[Some records]
— Start —

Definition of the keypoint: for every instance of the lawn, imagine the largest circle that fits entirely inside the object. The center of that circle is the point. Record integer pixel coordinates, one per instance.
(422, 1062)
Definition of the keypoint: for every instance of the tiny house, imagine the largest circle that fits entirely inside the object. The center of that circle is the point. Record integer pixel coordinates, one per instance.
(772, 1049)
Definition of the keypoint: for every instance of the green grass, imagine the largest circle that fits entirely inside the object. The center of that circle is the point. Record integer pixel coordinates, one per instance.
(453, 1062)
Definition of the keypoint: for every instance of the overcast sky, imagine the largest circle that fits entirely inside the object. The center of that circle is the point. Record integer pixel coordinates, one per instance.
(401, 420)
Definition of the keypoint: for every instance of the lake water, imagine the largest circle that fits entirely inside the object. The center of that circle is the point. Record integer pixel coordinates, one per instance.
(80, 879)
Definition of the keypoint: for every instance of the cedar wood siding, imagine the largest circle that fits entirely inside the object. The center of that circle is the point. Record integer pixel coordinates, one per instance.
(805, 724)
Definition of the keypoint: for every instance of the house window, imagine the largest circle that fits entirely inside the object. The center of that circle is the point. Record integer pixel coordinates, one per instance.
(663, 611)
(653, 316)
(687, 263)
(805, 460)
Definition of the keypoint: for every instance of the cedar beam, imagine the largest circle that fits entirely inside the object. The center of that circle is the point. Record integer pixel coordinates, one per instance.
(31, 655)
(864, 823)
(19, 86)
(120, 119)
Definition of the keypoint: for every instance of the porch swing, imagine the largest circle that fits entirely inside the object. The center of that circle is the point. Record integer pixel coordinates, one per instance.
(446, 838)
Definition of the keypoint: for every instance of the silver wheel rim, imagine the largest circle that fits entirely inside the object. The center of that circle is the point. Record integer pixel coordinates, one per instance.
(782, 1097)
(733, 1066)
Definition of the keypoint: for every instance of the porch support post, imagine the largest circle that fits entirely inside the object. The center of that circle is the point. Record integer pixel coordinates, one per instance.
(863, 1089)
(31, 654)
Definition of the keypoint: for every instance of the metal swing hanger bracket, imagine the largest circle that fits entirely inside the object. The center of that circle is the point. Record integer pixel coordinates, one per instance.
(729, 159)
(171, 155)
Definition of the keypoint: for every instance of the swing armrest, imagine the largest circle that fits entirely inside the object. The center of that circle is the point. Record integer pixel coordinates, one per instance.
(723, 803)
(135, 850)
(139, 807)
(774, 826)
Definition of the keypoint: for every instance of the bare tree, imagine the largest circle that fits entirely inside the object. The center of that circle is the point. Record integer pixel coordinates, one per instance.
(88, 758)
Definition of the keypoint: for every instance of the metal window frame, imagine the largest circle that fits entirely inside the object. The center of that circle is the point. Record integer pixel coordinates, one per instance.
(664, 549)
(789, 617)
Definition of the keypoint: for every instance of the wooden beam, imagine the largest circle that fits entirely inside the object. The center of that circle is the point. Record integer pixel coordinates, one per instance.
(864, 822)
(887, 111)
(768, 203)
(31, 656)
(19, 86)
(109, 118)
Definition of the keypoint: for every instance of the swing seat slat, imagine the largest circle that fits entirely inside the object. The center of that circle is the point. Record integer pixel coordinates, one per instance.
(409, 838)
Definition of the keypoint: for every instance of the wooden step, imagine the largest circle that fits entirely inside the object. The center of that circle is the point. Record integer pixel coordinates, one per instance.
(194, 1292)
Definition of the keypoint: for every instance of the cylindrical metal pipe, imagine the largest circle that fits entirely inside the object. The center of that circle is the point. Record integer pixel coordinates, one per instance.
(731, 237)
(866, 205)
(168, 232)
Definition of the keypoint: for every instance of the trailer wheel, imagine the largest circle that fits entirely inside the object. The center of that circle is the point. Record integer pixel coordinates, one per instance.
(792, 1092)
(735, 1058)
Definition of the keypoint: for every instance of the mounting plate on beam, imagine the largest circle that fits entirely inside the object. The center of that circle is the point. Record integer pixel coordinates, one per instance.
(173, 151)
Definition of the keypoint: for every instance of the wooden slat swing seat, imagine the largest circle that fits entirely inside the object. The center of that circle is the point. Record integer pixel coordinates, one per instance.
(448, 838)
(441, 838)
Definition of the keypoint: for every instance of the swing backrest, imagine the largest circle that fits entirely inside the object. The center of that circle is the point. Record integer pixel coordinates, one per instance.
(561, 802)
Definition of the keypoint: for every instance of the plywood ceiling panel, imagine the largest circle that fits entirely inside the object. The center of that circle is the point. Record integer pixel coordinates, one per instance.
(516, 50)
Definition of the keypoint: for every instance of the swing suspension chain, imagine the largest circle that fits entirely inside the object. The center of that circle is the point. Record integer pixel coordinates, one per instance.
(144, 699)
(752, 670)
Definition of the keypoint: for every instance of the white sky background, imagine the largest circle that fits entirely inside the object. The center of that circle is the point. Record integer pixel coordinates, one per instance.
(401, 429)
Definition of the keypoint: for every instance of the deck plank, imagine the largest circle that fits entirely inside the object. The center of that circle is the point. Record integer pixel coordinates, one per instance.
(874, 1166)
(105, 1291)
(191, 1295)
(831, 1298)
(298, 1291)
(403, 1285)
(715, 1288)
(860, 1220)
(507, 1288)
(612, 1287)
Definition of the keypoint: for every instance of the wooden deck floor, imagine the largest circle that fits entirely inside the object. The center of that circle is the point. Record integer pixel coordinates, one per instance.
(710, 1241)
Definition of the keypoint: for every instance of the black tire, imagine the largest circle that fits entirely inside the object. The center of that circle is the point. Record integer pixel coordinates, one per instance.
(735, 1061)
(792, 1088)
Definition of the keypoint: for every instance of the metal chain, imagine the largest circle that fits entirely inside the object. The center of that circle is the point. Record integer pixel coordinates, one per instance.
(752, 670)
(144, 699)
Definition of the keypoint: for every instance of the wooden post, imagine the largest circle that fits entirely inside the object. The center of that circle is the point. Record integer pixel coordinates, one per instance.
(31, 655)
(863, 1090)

— End —
— Start —

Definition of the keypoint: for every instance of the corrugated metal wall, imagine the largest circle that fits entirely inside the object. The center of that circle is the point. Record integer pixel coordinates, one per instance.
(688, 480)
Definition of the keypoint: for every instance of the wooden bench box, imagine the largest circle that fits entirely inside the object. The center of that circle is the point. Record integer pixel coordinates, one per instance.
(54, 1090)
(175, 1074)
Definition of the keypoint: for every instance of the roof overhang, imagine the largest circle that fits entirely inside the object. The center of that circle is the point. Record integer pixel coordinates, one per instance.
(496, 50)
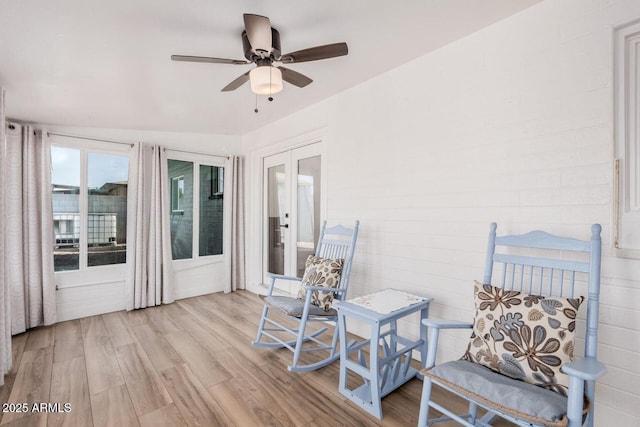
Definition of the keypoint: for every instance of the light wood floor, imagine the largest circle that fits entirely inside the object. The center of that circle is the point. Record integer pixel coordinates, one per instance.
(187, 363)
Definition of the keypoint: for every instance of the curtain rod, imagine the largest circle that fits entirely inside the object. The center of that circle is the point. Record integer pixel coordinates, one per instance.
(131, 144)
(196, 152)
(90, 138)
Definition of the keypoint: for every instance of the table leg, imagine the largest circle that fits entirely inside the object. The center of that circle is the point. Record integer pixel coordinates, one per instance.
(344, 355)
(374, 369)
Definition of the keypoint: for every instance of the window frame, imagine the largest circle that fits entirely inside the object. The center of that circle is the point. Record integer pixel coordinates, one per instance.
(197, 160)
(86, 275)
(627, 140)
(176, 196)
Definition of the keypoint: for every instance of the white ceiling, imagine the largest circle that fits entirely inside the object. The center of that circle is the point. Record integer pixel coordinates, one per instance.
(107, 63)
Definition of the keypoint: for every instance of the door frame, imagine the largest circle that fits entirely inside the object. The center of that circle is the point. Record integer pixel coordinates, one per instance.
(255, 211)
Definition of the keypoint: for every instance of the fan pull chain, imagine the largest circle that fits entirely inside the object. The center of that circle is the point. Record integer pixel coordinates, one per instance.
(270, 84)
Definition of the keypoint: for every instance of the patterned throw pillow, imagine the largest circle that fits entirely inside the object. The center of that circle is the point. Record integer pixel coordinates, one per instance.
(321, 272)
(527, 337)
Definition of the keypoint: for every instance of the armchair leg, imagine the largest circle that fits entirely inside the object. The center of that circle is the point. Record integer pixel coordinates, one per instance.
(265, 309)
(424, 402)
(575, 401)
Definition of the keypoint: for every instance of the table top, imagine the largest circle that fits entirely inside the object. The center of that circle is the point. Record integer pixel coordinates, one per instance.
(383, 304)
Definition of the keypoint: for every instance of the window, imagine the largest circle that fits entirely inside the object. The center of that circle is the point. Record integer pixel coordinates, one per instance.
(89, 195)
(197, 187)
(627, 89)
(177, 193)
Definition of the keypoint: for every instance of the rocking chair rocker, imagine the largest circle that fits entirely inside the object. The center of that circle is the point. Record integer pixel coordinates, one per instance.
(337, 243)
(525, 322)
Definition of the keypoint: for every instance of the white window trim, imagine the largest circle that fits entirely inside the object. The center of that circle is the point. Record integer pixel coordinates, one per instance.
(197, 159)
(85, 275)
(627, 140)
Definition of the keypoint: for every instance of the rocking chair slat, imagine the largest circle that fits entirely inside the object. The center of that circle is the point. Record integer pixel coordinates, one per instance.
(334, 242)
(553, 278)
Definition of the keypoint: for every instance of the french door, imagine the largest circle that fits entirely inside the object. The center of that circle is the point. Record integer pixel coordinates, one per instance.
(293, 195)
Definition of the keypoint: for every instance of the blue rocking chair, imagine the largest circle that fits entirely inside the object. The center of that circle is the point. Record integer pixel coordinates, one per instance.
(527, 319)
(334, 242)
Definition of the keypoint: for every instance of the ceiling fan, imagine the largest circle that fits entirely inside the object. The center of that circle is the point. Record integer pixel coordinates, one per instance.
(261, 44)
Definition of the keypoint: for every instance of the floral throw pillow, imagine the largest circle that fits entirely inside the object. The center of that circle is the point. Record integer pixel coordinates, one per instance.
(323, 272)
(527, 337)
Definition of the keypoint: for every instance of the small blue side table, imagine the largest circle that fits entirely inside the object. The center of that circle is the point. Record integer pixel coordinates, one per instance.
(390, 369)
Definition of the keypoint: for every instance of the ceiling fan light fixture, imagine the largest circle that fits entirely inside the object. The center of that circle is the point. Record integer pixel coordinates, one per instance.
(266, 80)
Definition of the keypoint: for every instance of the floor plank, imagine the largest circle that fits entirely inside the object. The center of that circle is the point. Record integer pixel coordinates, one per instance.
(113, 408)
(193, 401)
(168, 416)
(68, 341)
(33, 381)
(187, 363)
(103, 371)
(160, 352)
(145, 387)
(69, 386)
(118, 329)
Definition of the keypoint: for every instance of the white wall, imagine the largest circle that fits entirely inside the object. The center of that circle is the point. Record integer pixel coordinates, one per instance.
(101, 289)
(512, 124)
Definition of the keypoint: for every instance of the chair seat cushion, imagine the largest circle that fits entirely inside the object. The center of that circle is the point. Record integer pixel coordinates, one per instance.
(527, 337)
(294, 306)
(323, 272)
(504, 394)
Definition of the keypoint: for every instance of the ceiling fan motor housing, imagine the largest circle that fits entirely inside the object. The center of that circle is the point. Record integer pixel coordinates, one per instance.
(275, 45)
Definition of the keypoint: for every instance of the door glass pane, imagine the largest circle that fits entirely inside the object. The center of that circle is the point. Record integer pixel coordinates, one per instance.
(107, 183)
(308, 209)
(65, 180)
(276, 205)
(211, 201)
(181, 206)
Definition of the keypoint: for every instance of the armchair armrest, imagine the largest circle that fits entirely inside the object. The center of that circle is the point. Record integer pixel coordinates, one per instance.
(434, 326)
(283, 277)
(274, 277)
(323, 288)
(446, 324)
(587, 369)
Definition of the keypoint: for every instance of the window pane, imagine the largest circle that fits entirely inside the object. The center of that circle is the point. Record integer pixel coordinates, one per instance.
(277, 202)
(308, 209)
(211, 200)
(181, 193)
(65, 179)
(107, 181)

— End —

Short problem: Convert the items into a numbered list, leaving out blank lines. Begin at the line that contains "the lawn, imagine" and stop after the line that contains "(453, 1062)".

Full solution:
1. Definition of the keypoint: for every instance of the lawn, imagine the largest circle that fits entirely inside the object. The center of that circle is the point. Record integer pixel coordinates, one per instance.
2. (422, 1062)
3. Definition of the keypoint: for every instance of the tiny house, imagine the largest circle that fits entirely inside the object. The center of that circle is the point. Record integer pixel coordinates, one per instance.
4. (772, 1049)
5. Definition of the keypoint: for every instance of the green grass, imagine the largest circle that fits entirely inside the object. The center of that circle is the point. Record integer pixel coordinates, one per instance.
6. (453, 1062)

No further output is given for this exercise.